● **EXERCISE DIRECTIONS**:
Copy the records below word for word, with the pictures left out.

● **RECORDED INFORMATION**:
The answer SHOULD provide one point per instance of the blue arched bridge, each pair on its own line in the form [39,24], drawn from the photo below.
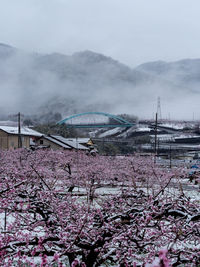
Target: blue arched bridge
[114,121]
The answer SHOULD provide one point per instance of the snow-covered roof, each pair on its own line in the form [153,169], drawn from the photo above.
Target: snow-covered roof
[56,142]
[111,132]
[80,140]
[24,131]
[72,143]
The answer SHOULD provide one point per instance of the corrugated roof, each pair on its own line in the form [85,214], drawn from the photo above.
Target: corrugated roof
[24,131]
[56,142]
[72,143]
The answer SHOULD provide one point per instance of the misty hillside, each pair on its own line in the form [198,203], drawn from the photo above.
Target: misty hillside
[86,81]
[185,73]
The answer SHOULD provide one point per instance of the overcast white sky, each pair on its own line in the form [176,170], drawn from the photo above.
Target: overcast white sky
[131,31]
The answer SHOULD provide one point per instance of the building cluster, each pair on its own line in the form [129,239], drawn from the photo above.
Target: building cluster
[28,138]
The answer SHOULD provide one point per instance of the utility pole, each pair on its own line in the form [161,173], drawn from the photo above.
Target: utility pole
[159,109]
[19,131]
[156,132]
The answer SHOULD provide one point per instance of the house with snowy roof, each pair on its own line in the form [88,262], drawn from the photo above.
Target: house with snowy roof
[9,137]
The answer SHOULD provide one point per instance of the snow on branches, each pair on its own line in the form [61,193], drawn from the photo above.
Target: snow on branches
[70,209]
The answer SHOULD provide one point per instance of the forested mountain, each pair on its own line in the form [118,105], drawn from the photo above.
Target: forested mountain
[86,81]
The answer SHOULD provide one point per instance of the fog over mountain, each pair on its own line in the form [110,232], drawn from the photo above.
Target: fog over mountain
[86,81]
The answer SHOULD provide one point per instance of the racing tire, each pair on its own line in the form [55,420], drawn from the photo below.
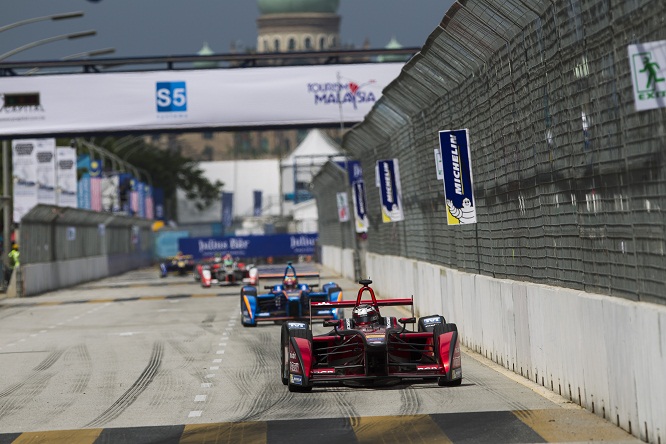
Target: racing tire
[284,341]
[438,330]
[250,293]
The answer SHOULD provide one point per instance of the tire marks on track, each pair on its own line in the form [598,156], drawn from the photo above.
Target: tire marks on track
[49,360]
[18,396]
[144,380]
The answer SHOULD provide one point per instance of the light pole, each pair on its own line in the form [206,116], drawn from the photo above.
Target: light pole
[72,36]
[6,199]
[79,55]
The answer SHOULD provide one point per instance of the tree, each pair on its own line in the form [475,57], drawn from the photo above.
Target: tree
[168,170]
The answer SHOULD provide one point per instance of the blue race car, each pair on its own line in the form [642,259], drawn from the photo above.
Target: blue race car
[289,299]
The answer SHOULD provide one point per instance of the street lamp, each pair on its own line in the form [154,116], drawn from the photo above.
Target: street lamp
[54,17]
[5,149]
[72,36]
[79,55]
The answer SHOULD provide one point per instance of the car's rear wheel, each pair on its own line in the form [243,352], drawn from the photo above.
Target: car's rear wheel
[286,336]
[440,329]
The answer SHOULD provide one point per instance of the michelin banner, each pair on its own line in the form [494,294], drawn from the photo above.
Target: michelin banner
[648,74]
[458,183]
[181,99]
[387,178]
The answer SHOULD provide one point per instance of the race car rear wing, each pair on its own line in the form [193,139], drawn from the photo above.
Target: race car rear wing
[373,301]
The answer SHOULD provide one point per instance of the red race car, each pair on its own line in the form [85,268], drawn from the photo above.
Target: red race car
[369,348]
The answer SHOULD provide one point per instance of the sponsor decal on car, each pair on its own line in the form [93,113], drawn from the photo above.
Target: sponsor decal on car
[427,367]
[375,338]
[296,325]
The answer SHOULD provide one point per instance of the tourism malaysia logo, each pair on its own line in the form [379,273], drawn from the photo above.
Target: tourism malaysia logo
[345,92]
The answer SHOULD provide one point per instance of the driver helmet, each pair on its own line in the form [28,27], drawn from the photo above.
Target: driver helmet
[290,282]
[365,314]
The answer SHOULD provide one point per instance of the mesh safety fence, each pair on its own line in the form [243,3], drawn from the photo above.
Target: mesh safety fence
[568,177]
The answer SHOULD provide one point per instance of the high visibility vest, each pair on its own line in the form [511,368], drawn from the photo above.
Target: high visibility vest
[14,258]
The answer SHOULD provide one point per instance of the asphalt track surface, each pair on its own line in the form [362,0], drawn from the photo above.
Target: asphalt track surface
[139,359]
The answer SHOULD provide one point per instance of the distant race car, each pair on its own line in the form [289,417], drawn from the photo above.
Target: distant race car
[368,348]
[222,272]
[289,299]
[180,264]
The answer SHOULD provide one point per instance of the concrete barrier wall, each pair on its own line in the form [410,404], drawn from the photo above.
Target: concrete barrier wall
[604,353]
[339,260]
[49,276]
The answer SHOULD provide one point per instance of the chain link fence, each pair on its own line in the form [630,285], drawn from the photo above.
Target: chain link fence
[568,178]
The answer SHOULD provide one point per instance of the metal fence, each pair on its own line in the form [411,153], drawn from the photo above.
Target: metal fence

● **COMPLETED EXERCISE**:
The answer SHOULD provide one point per instance of the blue arched bridge, each pair on its own line in the form [39,24], drawn from the photo below.
Target: blue arched bridge
[114,121]
The answer SHOULD provide one point per instance of the snow-covered roof, each pair on its own line in the form [153,169], drawn from the photo above.
Target: snow-covered roof
[56,142]
[111,132]
[80,140]
[24,131]
[72,143]
The answer SHOULD provide one point per instance of the corrugated roof, each pair on its own line in the form [85,214], drawn from the photo above.
Target: corrugated roof
[24,131]
[56,142]
[72,143]
The answer SHOULD provide one point per instance of the misty hillside, each pair on its own line in the form [198,203], drawn from the photo above.
Target: misty hillside
[86,81]
[185,73]
The answer SHOULD provide one point per instance of the overcast white sky, each pair on its own line in the form [176,170], drawn from the photo above.
Target: overcast white sky
[131,31]
The answer SHOULD provide one point per instance of the building cluster, each pair on its own line in the form [129,239], drawn from the photo above.
Target: building cluster
[28,138]
The answer SHOULD provide one point per instance of the utility pole, each pair on its own line in the form [161,173], drawn from the photo above.
Target: utility pole
[159,109]
[19,131]
[156,132]
The answer SHOULD provide one point per instance of the house with snowy roof, each pair on its own line in the form [88,262], drawn from the photo above.
Target: house with snowy roof
[9,137]
The answer SHOULD provide one point per instance of the snow on branches, each pair on its own line in the form [61,193], drawn from the photo above.
Target: snow on branches
[70,209]
The answer SHOULD provide one point per instance of the forested mountain, each pair on its own line in the form [118,105], drawn from the photo above.
Target: forested mountain
[86,81]
The answer SHOULD provide one point per instance of the fog over mountain, each pair on its own line in the form [110,232], drawn from the photo above.
Target: fog over mountain
[86,81]
The answer SHOULD provide one point per instance of the racing tire, each pair on its own line in the form [55,420], drawn from the photo below.
Target: racing tire
[284,341]
[438,330]
[250,293]
The answer SHOULD provide one point per instance of the tire marks on track, each pair on its own line in the form [598,156], drawn from the photo above.
Target: tire marks on track
[49,360]
[18,396]
[144,380]
The answer SHOULD provide one point per instance of the light pole, each pair on its own line in the form [206,116], drawn from the photo above.
Target: light pole
[72,36]
[6,199]
[79,55]
The answer SHOULD provide one point per instance of the tree, each pair on its own line in the form [475,57], drawn from the photo above.
Target: tree
[168,170]
The answer SHOULD provide one point per instance of the blue race car, each pair on its own line in the form [642,259], drawn from the photo above.
Target: blue race car
[289,299]
The answer SHOULD provide one point per instance of the street lamp, each pair on its own line in the form [154,116], drawn from the photo above.
Target: street lamp
[54,17]
[5,149]
[72,36]
[79,55]
The answer SHOULD provide one point per instance of the car's rear wheel, each pair on its own line in the form [243,352], drawn from the photo above.
Target: car's rear wheel
[286,336]
[440,329]
The answer SHOULD provide one point per instance of the michelin banner, each pair on its own line in the form [494,294], drawn from the photo above.
Target: michelin banner
[648,74]
[458,183]
[181,99]
[387,178]
The answer SHOULD provide one point per instance of the race car rear wing, each pair on its own line in the form [193,139], drawn from the photo above.
Target: race car rear wing
[373,301]
The answer SHOULD provide one point per instance of the red race car, each pair on its own line in the form [85,268], drawn from the photo above.
Target: red race car
[369,348]
The answer SHOULD provide one point per instance of the sponsor decal on car, each pair on its own line in the form [93,113], drawn from the photo above.
Target: sponsor decal on car
[427,367]
[375,338]
[296,325]
The answer SHOULD provide one point per instance of the tourism malaysia logo, each pair on its own line in the form [379,273], drawn from the photo above.
Target: tourism malaysia logo
[345,92]
The answer SHOULD provide one point per instance of the driver helmet, each pair on its own line in the form [28,27], drawn from the photo above.
Target: driver helmet
[290,282]
[365,314]
The answer SHOULD provide one point per instance of the mesh safety fence, each pair on its own line in the form [243,3], drawn from the photo above.
Target: mesh safety fence
[568,177]
The answer SHOULD provide one point per instance of the high visibility vest, each pair on its own line in the form [511,368], drawn from the photo above.
Target: high visibility vest
[14,258]
The answer SHOULD provide one point per instance of the asphalt track surface, each pair on its own line in the form [362,0], drawn from the photo above.
Target: asphalt track surface
[139,359]
The answer SHOULD provide one point per instance of the distant race car, each pair on its own line in the form [289,417], drawn from the photo above.
Target: distant race car
[368,348]
[222,272]
[289,299]
[180,264]
The answer SHOULD provide one point per instance of the concrete barrier wall, each pair on its own line in the form [410,404], drawn from the photo above.
Target: concrete barrier wall
[604,353]
[339,260]
[49,276]
The answer SHOULD provide one point per instance of the chain link fence, each pair on its own line in the form [630,285], drawn from the photo above.
Target: chain link fence
[568,178]
The answer SHOULD provide one point per instance of the metal fence, each pair on its own line in the form [411,153], drawn from the photo above.
Target: metal fence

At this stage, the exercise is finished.